## begin

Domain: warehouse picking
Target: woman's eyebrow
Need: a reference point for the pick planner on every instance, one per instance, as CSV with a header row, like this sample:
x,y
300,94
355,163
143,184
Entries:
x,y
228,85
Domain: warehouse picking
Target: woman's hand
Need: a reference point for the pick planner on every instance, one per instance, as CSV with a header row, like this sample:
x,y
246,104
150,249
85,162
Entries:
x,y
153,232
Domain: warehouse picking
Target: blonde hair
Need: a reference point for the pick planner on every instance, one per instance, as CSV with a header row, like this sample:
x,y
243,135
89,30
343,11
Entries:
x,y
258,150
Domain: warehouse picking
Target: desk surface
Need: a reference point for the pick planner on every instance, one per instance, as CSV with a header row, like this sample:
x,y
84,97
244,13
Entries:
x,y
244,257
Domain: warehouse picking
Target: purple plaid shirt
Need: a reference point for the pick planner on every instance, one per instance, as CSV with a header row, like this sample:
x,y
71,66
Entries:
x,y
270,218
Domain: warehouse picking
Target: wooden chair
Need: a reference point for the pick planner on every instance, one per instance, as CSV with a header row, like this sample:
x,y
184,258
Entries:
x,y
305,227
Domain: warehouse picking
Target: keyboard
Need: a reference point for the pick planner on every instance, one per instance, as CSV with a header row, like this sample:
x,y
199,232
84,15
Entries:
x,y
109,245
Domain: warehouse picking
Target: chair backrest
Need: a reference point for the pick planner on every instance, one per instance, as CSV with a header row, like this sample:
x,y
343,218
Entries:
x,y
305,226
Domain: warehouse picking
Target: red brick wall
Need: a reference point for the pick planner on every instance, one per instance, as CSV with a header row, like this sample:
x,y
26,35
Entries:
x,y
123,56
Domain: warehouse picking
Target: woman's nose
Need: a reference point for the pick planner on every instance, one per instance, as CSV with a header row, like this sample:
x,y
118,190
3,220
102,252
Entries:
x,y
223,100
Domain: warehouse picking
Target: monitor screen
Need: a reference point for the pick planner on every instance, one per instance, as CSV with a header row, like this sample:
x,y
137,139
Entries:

## end
## begin

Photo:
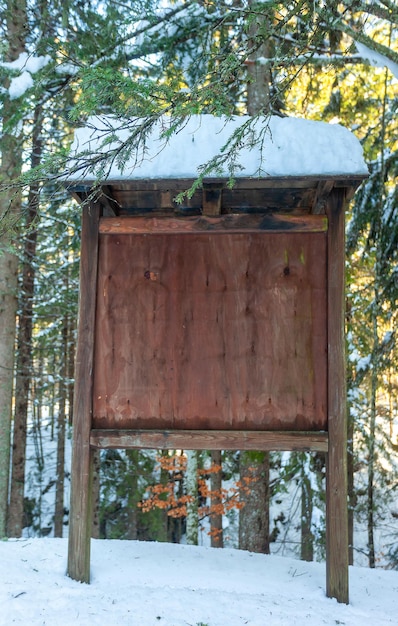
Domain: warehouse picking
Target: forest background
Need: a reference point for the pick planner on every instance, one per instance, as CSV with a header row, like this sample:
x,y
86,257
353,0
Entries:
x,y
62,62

## end

Description of the task:
Find every line in the items above that contains the word "chair" and copy each of those lines in full. Case counts when matching.

The completed task:
Target: wooden chair
Target: chair backrest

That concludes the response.